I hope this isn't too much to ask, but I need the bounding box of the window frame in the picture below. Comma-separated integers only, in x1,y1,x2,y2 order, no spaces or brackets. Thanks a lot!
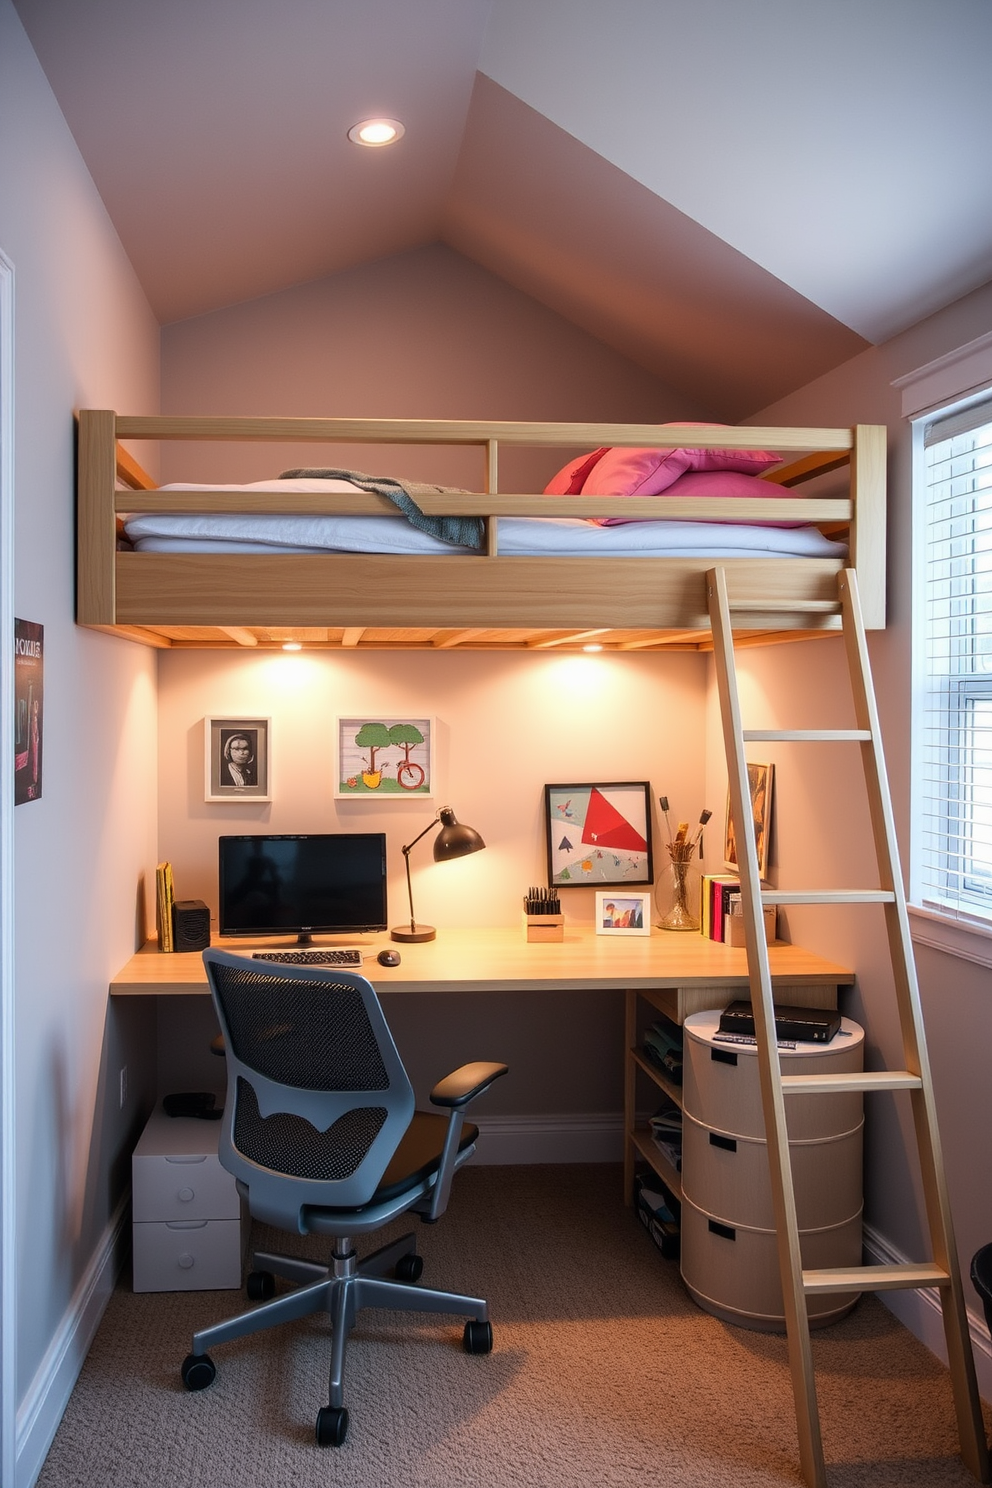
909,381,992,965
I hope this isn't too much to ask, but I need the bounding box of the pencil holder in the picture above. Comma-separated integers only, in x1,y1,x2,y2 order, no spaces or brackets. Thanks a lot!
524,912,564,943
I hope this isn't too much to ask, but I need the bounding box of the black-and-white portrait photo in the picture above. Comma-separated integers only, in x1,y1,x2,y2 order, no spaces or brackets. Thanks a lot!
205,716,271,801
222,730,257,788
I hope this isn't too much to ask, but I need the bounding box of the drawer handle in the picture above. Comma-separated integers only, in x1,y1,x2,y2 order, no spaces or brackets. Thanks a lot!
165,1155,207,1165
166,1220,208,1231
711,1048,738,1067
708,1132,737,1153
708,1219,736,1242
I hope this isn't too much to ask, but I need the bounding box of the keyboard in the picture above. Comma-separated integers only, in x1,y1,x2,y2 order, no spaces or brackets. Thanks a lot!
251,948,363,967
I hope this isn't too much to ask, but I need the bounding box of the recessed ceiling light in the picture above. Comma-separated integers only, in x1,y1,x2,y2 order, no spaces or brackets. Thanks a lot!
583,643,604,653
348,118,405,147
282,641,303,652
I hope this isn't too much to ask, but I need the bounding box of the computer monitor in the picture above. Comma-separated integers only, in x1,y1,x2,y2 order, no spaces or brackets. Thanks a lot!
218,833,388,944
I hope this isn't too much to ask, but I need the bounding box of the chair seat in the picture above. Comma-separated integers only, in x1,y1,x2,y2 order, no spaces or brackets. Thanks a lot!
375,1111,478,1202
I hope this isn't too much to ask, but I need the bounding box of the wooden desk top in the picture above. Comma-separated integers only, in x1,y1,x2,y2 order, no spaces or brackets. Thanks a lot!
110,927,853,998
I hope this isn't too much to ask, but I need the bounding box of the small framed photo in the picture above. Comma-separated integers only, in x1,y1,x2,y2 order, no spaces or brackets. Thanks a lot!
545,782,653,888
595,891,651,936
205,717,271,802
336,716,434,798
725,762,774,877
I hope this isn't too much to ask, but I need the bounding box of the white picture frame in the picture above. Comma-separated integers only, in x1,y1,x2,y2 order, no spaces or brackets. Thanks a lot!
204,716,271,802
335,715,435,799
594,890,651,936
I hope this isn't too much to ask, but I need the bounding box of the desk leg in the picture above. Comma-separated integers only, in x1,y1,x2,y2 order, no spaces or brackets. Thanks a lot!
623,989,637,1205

──────────

Write out exactly those lines of the records above that lie from the one with "of the white" through the last line, including both.

### Solution for this task
I hope this isn't too much to ask, but I need the bounding box of the white picture frame in the picture above. Comma-separated integers only, in x1,y1,x2,y2 order, no spaces or brackets. Thanks a lot!
204,716,271,802
335,715,435,799
594,890,651,936
I hope this isn't too much to ask, but I need the bounding box of the desk leg in the picture above. Comma-separated integers only, in x1,y1,x2,y2 order, no spaces or brackets. Thanks a lot!
623,989,637,1205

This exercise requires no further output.